PASSAGE PROVIDED -
>> START

While acknowledging the proposed sale was the largest of its kind in decades, and possibly ever, Rey said the national forest system has swelled to 193 million acres, and the amount sold would amount to less than one-tenth of a percent. He also said all of the acreage could be regained in new land acquisitions, although he acknowledged reduced funding for such programs.

Rey added: "Education of rural school children, that's an investment in the nation's future as important as any other investment we could make. That purpose justifies the approach we're proposing."

Rey said the sales were necessary because it was impossible to find enough funds elsewhere in a declining Forest Service budget to make up for the loss of the school and road subsidies. He said the property sold would be subject to fair market appraisals.

The Forest Service's total proposed budget for 2007 is $4.1 billion, down about $160 million from 2006.

The public will have 30 days to comment after maps of the lands proposed for sale are published, which the agency expects to do by the end of the month. Some parcels might be removed after public comment if they are deemed too valuable to lose.

Several members of Congress condemned the proposed sales, including Sen. Dianne Feinstein (D-CA) who called the sales "a terrible idea based on a misguided sense of priorities. First, the administration is proposing to sell off public lands to help finance the president's budget. And secondly, the administration plans to ratchet down and then terminate an important program that has been the life-blood for rural schools in California and many other states. I will do everything I can to defeat this effort."

Feinstein said that while funding of rural schools and roads should continue, it should not be financed by the sale of public lands. Noting that California's rural counties received $69 million from the program, Feinstein said, "a stable funding source must be provided, but not at the expense of our wilderness."

Sen. Ron Wyden, an Oregon Democrat, said full continued funding for rural roads and schools should come from the general fund, not from public land sales.

"The administration found billions to fund subsidies for energy company boondoggles, so I have trouble believing they couldn't find the money in this budget environment to maintain support for rural Oregon counties," he said in a statement.

>> END

INSTRUCTION - Can you reproduce the passage above about the proposed Forest Service land sales in full, word for word?

DATA PROVIDED -

>> START

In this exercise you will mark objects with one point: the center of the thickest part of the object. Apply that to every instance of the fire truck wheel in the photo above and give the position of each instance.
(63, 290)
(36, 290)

>> END

WRITTEN RESPONSE -
While acknowledging the proposed sale was the largest of its kind in decades, and possibly ever, Rey said the national forest system has swelled to 193 million acres, and the amount sold would amount to less than one-tenth of a percent. He also said all of the acreage could be regained in new land acquisitions, although he acknowledged reduced funding for such programs.

Rey added: "Education of rural school children, that's an investment in the nation's future as important as any other investment we could make. That purpose justifies the approach we're proposing."

Rey said the sales were necessary because it was impossible to find enough funds elsewhere in a declining Forest Service budget to make up for the loss of the school and road subsidies. He said the property sold would be subject to fair market appraisals.

The Forest Service's total proposed budget for 2007 is $4.1 billion, down about $160 million from 2006.

The public will have 30 days to comment after maps of the lands proposed for sale are published, which the agency expects to do by the end of the month. Some parcels might be removed after public comment if they are deemed too valuable to lose.

Several members of Congress condemned the proposed sales, including Sen. Dianne Feinstein (D-CA) who called the sales "a terrible idea based on a misguided sense of priorities. First, the administration is proposing to sell off public lands to help finance the president's budget. And secondly, the administration plans to ratchet down and then terminate an important program that has been the life-blood for rural schools in California and many other states. I will do everything I can to defeat this effort."

Feinstein said that while funding of rural schools and roads should continue, it should not be financed by the sale of public lands. Noting that California's rural counties received $69 million from the program, Feinstein said, "a stable funding source must be provided, but not at the expense of our wilderness."

Sen. Ron Wyden, an Oregon Democrat, said full continued funding for rural roads and schools should come from the general fund, not from public land sales.

"The administration found billions to fund subsidies for energy company boondoggles, so I have trouble believing they couldn't find the money in this budget environment to maintain support for rural Oregon counties," he said in a statement.